◆ Task instructions
When you give the entries again, keep every word as it stands and drop the pictures.

-- Given entries follows --

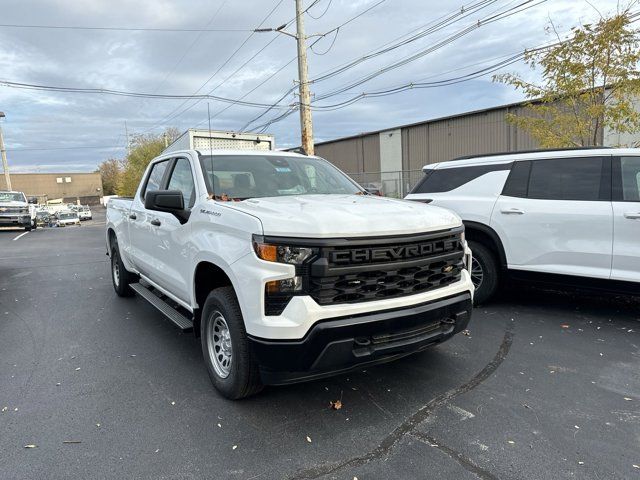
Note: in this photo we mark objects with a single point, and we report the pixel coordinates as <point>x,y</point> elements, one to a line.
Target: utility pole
<point>126,133</point>
<point>306,123</point>
<point>3,152</point>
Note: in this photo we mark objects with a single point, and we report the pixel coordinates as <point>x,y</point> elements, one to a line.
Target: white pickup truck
<point>285,267</point>
<point>17,211</point>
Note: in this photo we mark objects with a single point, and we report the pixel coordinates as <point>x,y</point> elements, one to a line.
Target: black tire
<point>485,260</point>
<point>120,276</point>
<point>242,375</point>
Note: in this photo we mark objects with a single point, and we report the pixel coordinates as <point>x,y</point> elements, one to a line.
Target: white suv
<point>571,216</point>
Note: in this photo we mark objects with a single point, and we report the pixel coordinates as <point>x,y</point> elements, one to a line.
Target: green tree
<point>110,171</point>
<point>142,149</point>
<point>589,83</point>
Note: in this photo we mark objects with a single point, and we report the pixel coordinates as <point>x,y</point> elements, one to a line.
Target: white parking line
<point>21,235</point>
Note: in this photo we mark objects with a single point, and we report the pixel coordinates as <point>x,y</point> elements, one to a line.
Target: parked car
<point>285,268</point>
<point>84,213</point>
<point>66,218</point>
<point>564,216</point>
<point>373,188</point>
<point>17,211</point>
<point>43,218</point>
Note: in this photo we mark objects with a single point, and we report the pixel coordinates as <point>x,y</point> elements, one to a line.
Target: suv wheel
<point>484,272</point>
<point>120,276</point>
<point>225,347</point>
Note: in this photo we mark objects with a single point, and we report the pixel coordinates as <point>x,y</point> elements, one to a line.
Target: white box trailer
<point>196,139</point>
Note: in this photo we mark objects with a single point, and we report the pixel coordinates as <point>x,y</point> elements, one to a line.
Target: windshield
<point>12,197</point>
<point>240,177</point>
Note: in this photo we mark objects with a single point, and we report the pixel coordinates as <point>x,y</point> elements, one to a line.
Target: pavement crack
<point>409,425</point>
<point>464,462</point>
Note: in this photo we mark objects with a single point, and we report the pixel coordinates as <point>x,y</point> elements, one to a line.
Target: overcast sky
<point>44,130</point>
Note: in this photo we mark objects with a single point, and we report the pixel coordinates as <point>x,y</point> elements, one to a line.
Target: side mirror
<point>170,201</point>
<point>164,201</point>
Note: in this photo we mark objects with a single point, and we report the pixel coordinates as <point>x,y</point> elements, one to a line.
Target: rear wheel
<point>120,276</point>
<point>485,273</point>
<point>225,347</point>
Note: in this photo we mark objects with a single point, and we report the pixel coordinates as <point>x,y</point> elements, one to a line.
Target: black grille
<point>386,270</point>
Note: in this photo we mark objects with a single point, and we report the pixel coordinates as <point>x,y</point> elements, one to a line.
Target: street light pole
<point>3,152</point>
<point>306,123</point>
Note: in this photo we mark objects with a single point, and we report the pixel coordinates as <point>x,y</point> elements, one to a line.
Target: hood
<point>327,216</point>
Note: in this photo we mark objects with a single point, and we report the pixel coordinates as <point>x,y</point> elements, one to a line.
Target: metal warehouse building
<point>393,158</point>
<point>70,187</point>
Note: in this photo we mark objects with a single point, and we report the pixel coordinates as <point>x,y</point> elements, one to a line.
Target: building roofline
<point>433,120</point>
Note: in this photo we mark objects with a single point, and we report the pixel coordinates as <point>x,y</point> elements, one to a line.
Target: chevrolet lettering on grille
<point>386,254</point>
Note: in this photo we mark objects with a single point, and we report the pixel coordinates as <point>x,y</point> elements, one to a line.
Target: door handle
<point>512,211</point>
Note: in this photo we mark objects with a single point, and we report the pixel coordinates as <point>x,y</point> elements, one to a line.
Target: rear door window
<point>447,179</point>
<point>182,179</point>
<point>629,179</point>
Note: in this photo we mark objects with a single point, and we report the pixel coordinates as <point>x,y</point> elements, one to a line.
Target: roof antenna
<point>209,117</point>
<point>213,172</point>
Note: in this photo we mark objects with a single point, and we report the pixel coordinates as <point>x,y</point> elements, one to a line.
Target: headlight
<point>281,253</point>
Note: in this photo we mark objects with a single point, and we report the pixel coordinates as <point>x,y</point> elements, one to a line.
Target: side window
<point>154,180</point>
<point>446,179</point>
<point>517,183</point>
<point>569,179</point>
<point>182,179</point>
<point>630,177</point>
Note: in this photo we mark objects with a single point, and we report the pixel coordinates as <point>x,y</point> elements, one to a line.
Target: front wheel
<point>120,276</point>
<point>225,347</point>
<point>485,273</point>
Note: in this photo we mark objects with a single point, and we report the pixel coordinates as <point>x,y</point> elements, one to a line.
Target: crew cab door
<point>555,216</point>
<point>626,219</point>
<point>160,238</point>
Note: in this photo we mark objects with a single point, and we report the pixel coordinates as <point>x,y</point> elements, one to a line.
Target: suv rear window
<point>447,179</point>
<point>586,179</point>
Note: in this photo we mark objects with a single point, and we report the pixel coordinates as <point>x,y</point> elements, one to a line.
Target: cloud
<point>40,124</point>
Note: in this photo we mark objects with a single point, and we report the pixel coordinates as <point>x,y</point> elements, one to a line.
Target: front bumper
<point>15,220</point>
<point>337,345</point>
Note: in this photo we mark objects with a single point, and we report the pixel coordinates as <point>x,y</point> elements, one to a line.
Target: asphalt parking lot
<point>545,386</point>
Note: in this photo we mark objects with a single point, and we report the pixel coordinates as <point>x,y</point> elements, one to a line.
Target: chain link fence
<point>390,184</point>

-- Given entries concluded --

◆ Solution for this exercise
Note: in this photo we mark objects with a single point, and we report the pixel coordinates as <point>x,y</point> elements, one to a line.
Target: utility pole
<point>126,133</point>
<point>306,123</point>
<point>3,152</point>
Note: in this photo we mark objects with a single point, and we report the pixel coordinates as <point>x,y</point> elements, one to a line.
Target: white pickup truck
<point>285,267</point>
<point>17,211</point>
Note: in this photo we mark objects with a single point, and we report the pixel coordinates as <point>x,y</point> elements, one to a line.
Target: black tire
<point>485,260</point>
<point>120,276</point>
<point>242,375</point>
Note: in this photo we mark objects with a single point, and we report the pixel coordinates as <point>x,y</point> elements, one to a line.
Target: white suv
<point>571,216</point>
Note: in this photo we mark objects with a single point, and we report the pixel coordinates as <point>x,y</point> elements, one to a line.
Target: green tree
<point>110,171</point>
<point>142,149</point>
<point>589,83</point>
Note: in this photo we mark objects with a single point, and we report the pixel coordinates as <point>x,y</point> elements, one to a line.
Target: white parking line
<point>21,235</point>
Note: in this photo we mark objects with a single point, and we report the pixel coordinates as <point>x,y</point> elements, one to a line.
Target: parked car
<point>285,268</point>
<point>84,213</point>
<point>66,218</point>
<point>564,216</point>
<point>373,188</point>
<point>17,211</point>
<point>43,218</point>
Note: in this photo we mark objects with a single point, and we report the pixel coordinates as <point>x,y</point> elements, one to a line.
Target: suv wheel
<point>484,272</point>
<point>120,276</point>
<point>225,347</point>
Note: in this photo we mark objects with a single point, and we report the pixel coordinates as <point>x,y</point> elements, one to a line.
Target: white box trailer
<point>196,139</point>
Note: in this photo we mark objects with a single point, and we report the pixel coordinates as <point>x,y</point> elements, one to a line.
Target: windshield
<point>12,197</point>
<point>240,177</point>
Note: in this photo we mark objects with a single point, and we report the pixel coordinates as <point>x,y</point> elements, one to a line.
Target: pavement crack
<point>409,425</point>
<point>464,462</point>
Note: in this photo we mark objects with a single point, and we report the pixel coordinates as <point>x,y</point> elements, one to a line.
Target: overcast sky
<point>44,130</point>
Note: in this photo we mark objects with a single point, and we report the pixel coordinates as <point>x,y</point> elements, one to a line.
Target: side mirror
<point>170,201</point>
<point>164,201</point>
Note: in this photo we mark objects with a single point, and we report the pixel coordinates as <point>x,y</point> elements, one to a line.
Target: rear wheel
<point>120,276</point>
<point>485,273</point>
<point>225,347</point>
Note: in this photo we mark objects with a single point, and we report the pixel coordinates as <point>x,y</point> elements, one to a line.
Target: black grille
<point>386,270</point>
Note: in this photo we mark objects with a single point, and we report the pixel coordinates as <point>x,y</point> elements, one to a line.
Target: street light pole
<point>3,152</point>
<point>306,123</point>
Note: in this photo we mark objects with a single point, and we report the pixel coordinates as <point>x,y</point> elements, one to a line.
Target: hood
<point>327,216</point>
Note: in this photo we mark objects with a single point, and we report the pixel coordinates as <point>x,y</point> elements, one to a line.
Target: metal warehouse building
<point>393,158</point>
<point>70,187</point>
Note: in this photo we mark objects with a single point, and we report the pixel coordinates as <point>x,y</point> elements, one to a line.
Target: building roofline
<point>433,120</point>
Note: in this photo we mark objects with a single point, and we report the pixel coordinates as <point>x,y</point> elements, one to a line.
Target: chevrolet lettering on grille
<point>386,254</point>
Note: in this photo we mark objects with a single point, and we report the pixel coordinates as <point>x,y</point> elements, one to a line.
Target: door handle
<point>512,211</point>
Note: in this photo we mark objects with a single point, and we report the pixel coordinates as <point>x,y</point> elements, one to a line.
Target: rear door window
<point>447,179</point>
<point>182,179</point>
<point>629,179</point>
Note: in this photo we mark objects with a single point, and we report the pixel coordinates as <point>x,y</point> elements, one to a line.
Target: roof antenna
<point>209,117</point>
<point>213,172</point>
Note: in this photo we mark objects with a single point, and we report the pixel coordinates as <point>x,y</point> elements, one to a line.
Target: headlight
<point>281,253</point>
Note: in this photo we mark objects with a single point, and we report the pixel coordinates as <point>x,y</point> elements, one to a line.
Target: side window
<point>154,180</point>
<point>446,179</point>
<point>517,183</point>
<point>569,179</point>
<point>182,179</point>
<point>630,177</point>
Note: in this photo we mark objects with a single point, and we report the pixel coordinates as <point>x,y</point> elements, one to a line.
Target: front wheel
<point>120,276</point>
<point>225,347</point>
<point>485,273</point>
Note: in this photo we mark objects with a single point, and we report the pixel coordinates as <point>x,y</point> elements, one to a line.
Target: crew cab door
<point>555,216</point>
<point>626,219</point>
<point>160,238</point>
Note: in this photo we mark objects with a single point, and we report the pixel coordinates as <point>x,y</point> elements, one to a line.
Target: suv rear window
<point>447,179</point>
<point>586,179</point>
Note: in this photo we mark objects with a single point, and we report the pixel coordinates as <point>x,y</point> elements, one to a line.
Target: cloud
<point>40,124</point>
Note: in this photo we mark objects with a single point, and we report the pixel coordinates as <point>x,y</point> elements, one to a line.
Target: front bumper
<point>15,220</point>
<point>337,345</point>
Note: in this photo we mark objects with a single point, and we report the pixel coordinates as <point>x,y</point> elements, one to a line.
Target: asphalt parking lot
<point>545,386</point>
Note: in this photo we mark objects with a single point, and we report the pixel coordinates as <point>x,y</point> elements, one to a line.
Target: chain link fence
<point>390,184</point>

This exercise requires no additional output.